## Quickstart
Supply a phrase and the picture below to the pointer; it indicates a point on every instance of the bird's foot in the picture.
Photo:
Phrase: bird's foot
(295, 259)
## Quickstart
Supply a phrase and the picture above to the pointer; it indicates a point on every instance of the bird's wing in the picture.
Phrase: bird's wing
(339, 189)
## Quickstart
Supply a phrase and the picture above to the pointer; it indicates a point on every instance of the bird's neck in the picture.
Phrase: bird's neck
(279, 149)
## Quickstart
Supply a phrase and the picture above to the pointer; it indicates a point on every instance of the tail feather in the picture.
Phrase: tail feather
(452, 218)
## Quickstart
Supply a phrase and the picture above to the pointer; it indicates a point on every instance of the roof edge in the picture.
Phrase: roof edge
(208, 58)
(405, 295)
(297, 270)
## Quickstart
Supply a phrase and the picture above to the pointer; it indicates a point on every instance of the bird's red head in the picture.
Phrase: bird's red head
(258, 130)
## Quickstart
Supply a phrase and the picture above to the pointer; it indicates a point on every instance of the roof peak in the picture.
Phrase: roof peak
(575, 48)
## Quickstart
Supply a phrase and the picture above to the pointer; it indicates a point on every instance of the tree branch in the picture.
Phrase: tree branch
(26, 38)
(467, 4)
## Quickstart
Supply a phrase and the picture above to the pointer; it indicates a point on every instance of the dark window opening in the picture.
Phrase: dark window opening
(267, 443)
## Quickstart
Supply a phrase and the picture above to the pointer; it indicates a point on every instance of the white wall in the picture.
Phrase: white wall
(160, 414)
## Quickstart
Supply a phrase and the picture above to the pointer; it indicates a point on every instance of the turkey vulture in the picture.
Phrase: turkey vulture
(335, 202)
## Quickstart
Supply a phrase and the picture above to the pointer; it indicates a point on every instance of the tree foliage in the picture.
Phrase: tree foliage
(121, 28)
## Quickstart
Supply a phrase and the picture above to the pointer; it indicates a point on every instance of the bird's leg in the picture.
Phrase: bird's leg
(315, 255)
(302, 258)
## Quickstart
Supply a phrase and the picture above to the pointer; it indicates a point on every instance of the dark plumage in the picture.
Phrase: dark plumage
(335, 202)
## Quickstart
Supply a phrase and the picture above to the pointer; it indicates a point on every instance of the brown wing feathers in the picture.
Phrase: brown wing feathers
....
Exercise requirements: For every line of the listing, produce an identical copy.

Your response:
## Quickstart
Supply a phrase and the picture below to the pointer; it indicates a point on every instance of the bird's foot in the picture.
Photo:
Phrase: bird's foot
(295, 259)
## Quickstart
Supply a phrase and the picture above to the pointer; it indicates a point on every instance of the bird's wing in the picture.
Phrase: bird's wing
(339, 189)
## Quickstart
Supply a phrase and the picture above to the pointer; it indicates a point on every instance of the bird's neck in the picture.
Phrase: bird's neck
(279, 149)
## Quickstart
Supply a phrase and the picture above to the pointer; it indicates a point on every instance of the tail feather in the picture.
Phrase: tail feather
(452, 218)
## Quickstart
Supply a phrase and the picture above to the pointer; it indicates a point on every instance of the roof edge in the picture.
Phrase: roof edge
(208, 58)
(405, 295)
(297, 270)
## Quickstart
Supply a phrase and the picture above to the pointer; it indicates a point on every instance of the bird's red head in the picture.
Phrase: bird's red head
(258, 130)
## Quickstart
Supply a phrase and the picture above to the pointer; it indicates a point on every instance of the roof peak in the picture.
Phrase: roof peak
(575, 48)
## Quickstart
Supply a phrase and the picture above to the pointer; it indicates a point on every instance of the tree branch in the picture.
Phrase: tree branch
(26, 38)
(467, 4)
## Quickstart
Supply a phrase and the picture above to the pointer; it indicates a point on every instance of the dark window opening in the picture.
Phrase: dark window opening
(267, 443)
## Quickstart
Supply a phrase and the picture above to the pointer; it indicates a point on every instance of the white wall in the picture.
Phrase: white wall
(160, 414)
## Quickstart
Supply a phrase and the picture above to the pointer; it indicates a point on every instance of the turkey vulture in the picture.
Phrase: turkey vulture
(335, 202)
## Quickstart
Supply a phrase and the picture above to the pointer; it indicates a point on every instance of the tree foliage in the picture.
Phrase: tree foliage
(121, 28)
## Quickstart
Supply a phrase and the picture above to the pointer; it indicates a point on every instance of the bird's leg in the picture.
Phrase: bird's leg
(315, 255)
(302, 258)
## Quickstart
Supply a phrase and the picture above to the pointer; it indicates a point on every instance of the dark plumage in the picture.
Phrase: dark plumage
(335, 202)
## Quickstart
Supply a phrase and the picture above to the pointer; it indicates a point on every instance of the brown wing feathers in the picture.
Phrase: brown wing feathers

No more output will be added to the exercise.